- [Dataset extract]:
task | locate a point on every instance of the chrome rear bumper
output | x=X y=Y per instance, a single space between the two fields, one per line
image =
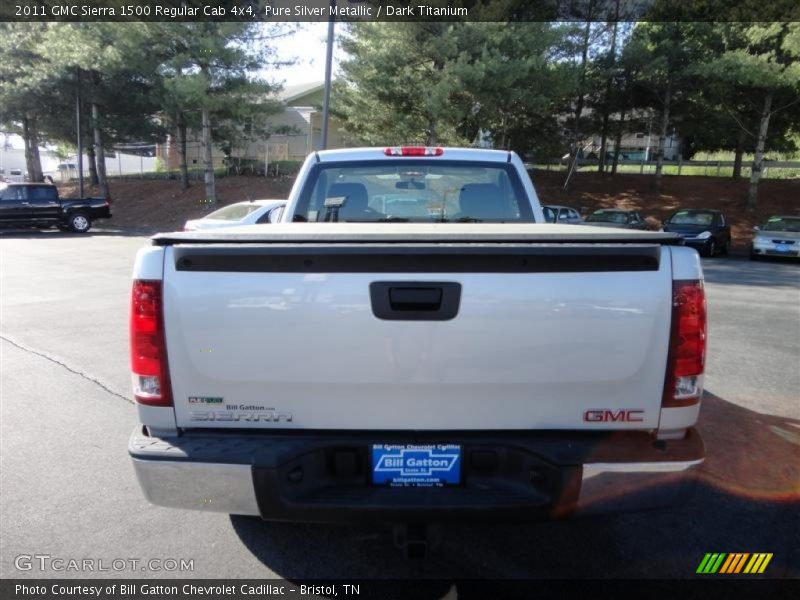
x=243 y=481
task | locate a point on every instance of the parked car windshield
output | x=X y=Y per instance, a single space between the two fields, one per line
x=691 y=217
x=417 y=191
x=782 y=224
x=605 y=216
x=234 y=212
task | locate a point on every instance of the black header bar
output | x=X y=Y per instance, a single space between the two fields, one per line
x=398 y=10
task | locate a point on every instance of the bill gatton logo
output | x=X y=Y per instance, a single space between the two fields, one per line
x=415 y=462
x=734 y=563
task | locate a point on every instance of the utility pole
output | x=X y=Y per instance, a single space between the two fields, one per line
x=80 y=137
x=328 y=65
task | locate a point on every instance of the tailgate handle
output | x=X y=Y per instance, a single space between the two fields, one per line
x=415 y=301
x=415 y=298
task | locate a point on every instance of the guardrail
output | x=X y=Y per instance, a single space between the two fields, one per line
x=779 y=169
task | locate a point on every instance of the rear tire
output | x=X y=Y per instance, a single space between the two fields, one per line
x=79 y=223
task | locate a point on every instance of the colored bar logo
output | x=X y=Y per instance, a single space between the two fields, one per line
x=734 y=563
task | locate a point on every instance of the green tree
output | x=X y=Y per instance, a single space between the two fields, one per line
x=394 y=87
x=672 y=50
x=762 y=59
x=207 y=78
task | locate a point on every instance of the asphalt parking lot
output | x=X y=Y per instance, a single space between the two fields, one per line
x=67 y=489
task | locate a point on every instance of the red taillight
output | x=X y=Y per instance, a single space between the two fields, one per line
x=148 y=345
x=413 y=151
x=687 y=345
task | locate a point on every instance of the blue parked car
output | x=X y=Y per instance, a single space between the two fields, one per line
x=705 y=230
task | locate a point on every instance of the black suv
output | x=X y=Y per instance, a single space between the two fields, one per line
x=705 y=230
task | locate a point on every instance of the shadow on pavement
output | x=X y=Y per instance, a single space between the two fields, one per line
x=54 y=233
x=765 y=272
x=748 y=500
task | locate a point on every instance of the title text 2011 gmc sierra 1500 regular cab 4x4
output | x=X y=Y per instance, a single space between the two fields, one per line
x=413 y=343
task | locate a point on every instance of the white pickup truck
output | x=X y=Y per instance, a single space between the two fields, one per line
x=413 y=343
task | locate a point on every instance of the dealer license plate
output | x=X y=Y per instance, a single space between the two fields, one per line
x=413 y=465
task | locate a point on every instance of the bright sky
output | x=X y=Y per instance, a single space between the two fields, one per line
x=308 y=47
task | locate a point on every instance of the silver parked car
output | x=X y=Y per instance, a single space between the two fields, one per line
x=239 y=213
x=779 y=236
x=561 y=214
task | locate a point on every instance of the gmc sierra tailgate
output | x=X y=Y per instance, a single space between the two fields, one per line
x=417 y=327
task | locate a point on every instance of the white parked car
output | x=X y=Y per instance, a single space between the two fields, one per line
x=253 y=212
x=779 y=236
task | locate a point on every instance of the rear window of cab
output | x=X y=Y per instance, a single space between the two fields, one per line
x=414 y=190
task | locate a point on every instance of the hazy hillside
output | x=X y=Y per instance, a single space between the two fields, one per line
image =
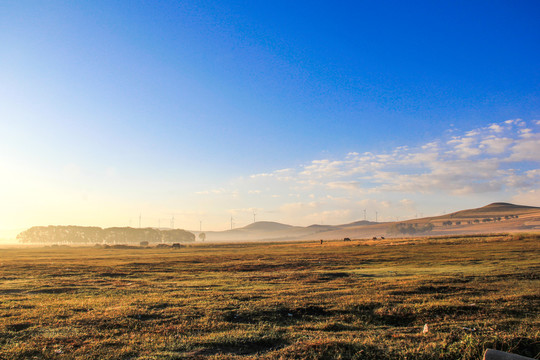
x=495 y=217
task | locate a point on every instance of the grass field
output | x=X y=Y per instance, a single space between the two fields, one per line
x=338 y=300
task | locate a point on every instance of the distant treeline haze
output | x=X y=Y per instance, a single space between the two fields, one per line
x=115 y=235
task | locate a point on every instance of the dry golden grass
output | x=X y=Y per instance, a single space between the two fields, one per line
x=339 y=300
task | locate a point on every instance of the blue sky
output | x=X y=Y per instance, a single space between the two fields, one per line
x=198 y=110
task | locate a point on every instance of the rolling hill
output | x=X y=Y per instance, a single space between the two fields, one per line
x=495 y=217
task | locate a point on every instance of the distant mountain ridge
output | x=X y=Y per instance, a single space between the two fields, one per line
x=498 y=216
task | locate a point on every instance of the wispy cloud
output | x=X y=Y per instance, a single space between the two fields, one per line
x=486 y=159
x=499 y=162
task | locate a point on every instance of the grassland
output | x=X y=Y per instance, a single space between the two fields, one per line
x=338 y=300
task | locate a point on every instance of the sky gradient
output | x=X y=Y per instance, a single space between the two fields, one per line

- [Exercise]:
Can you update the lines from the one containing "task | locate a point on every instance of the sky" through the end of the records, putting "haze" in place of "gradient" and leaving everything else as it is? Give back only those lines.

- [Reply]:
task | locate a point on every instance of the sky haze
output | x=X y=Y per instance, a single space between the two fields, one per line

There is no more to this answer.